Given problem
Pick out every line of the records that contains the word "blue" and copy each one. A match must have the same capitalization.

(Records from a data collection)
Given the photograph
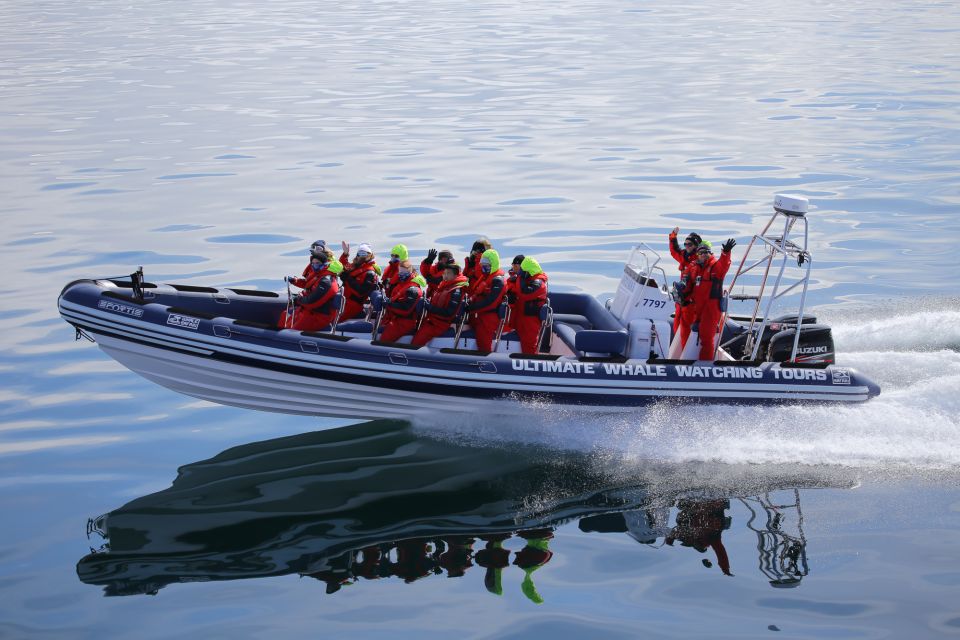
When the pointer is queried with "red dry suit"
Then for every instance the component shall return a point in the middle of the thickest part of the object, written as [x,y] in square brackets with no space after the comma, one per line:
[684,259]
[486,294]
[706,291]
[314,310]
[358,282]
[686,313]
[441,310]
[531,292]
[433,274]
[471,269]
[400,311]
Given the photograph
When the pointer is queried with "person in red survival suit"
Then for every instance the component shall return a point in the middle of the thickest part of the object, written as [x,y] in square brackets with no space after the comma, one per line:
[685,258]
[486,294]
[706,282]
[400,311]
[359,279]
[442,307]
[512,276]
[313,310]
[471,264]
[398,253]
[531,294]
[433,273]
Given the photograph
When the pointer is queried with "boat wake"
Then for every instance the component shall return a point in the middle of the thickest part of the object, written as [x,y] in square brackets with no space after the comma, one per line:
[912,427]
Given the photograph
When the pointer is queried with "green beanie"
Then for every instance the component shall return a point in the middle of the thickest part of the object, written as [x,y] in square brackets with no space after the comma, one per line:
[400,250]
[531,266]
[493,257]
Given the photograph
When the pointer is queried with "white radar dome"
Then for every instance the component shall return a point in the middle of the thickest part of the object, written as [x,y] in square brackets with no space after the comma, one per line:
[791,205]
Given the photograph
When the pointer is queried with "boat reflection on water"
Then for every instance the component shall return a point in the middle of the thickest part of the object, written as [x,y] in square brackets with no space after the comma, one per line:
[382,500]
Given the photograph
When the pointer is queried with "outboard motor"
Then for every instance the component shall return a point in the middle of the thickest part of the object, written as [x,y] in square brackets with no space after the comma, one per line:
[815,346]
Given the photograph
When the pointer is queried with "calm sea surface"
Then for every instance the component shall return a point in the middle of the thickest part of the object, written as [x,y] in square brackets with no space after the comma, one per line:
[212,141]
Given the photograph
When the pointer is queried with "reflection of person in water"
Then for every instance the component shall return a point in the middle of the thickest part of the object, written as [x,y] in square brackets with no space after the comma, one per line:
[533,556]
[413,560]
[494,558]
[699,525]
[457,557]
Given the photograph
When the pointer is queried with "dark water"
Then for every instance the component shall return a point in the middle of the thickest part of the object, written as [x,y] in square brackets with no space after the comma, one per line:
[212,142]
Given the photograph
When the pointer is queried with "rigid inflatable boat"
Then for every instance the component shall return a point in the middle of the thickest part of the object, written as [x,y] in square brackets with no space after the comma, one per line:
[381,501]
[223,345]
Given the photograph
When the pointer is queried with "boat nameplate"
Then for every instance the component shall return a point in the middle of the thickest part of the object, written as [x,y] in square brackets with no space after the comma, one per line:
[309,347]
[487,366]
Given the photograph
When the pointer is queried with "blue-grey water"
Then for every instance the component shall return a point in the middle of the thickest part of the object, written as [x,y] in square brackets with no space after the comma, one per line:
[212,141]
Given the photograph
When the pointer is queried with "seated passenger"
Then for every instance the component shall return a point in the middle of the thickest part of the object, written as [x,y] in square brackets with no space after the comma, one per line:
[442,307]
[433,274]
[319,249]
[400,310]
[531,292]
[398,254]
[471,264]
[313,310]
[486,294]
[512,277]
[359,279]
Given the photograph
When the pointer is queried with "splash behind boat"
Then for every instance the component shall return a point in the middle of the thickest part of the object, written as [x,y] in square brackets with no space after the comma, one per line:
[222,345]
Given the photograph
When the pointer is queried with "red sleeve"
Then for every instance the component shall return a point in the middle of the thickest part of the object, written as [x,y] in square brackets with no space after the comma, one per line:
[675,250]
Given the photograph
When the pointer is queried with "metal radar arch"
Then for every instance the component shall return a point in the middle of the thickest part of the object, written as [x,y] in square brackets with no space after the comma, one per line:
[783,240]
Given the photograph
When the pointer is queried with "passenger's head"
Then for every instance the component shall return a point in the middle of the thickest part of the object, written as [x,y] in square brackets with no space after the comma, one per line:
[481,245]
[451,271]
[399,252]
[489,261]
[704,251]
[530,266]
[364,254]
[319,247]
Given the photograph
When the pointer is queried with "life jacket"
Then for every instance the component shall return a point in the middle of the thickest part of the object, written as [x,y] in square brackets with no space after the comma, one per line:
[354,276]
[433,274]
[706,280]
[402,304]
[471,269]
[483,295]
[440,302]
[391,276]
[529,296]
[325,284]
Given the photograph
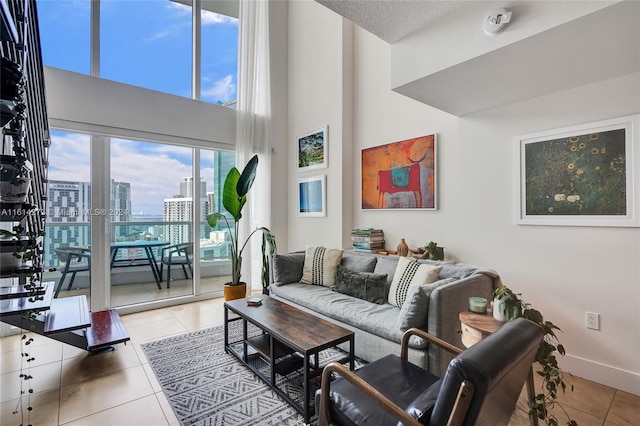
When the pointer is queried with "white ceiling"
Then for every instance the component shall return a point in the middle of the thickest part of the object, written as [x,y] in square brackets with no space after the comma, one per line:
[527,61]
[392,20]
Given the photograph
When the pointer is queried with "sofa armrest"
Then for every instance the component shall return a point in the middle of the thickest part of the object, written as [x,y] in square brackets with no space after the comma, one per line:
[404,345]
[445,304]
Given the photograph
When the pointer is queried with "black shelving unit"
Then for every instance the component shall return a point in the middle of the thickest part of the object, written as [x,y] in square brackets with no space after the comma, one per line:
[25,131]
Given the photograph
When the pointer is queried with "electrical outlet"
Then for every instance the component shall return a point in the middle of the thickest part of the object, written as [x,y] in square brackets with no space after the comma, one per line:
[593,320]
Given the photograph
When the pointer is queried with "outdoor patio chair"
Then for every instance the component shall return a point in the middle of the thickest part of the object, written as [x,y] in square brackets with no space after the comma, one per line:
[480,387]
[75,259]
[178,254]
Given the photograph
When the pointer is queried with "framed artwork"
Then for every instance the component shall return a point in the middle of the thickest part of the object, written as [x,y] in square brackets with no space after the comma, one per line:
[580,176]
[313,149]
[400,175]
[312,196]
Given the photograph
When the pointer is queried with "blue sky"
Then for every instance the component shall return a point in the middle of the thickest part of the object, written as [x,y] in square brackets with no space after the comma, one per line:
[146,43]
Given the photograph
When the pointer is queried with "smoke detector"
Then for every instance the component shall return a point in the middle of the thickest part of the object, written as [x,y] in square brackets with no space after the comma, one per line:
[496,21]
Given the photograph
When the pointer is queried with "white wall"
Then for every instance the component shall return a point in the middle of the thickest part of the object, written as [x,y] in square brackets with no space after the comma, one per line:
[317,98]
[563,271]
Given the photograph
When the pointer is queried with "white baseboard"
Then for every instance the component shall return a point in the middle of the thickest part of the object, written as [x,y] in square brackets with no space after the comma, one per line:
[627,381]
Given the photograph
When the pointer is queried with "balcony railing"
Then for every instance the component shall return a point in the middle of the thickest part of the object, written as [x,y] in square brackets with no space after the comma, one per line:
[214,247]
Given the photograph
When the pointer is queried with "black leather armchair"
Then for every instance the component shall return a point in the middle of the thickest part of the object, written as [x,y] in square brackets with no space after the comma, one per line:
[480,387]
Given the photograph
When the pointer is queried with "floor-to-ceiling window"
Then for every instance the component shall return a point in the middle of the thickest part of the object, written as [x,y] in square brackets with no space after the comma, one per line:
[147,182]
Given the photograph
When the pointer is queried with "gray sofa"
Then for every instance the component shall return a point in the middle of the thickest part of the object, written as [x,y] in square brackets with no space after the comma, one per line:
[379,327]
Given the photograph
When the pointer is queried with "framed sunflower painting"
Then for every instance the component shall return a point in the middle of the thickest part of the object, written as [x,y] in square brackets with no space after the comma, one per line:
[580,176]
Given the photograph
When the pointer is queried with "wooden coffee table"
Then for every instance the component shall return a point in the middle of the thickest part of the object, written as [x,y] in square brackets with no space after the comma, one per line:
[288,334]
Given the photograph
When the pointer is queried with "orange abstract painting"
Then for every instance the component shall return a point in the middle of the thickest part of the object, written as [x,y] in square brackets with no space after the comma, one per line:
[400,175]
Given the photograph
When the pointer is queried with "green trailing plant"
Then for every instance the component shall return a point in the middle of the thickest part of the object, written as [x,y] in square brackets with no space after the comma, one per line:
[234,197]
[435,252]
[552,376]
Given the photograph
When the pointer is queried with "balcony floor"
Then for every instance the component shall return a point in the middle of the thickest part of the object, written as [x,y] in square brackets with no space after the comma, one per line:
[131,294]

Output for this exercise
When the pointer is queried with "blue-grey water"
When the pointer is queried with "blue sky"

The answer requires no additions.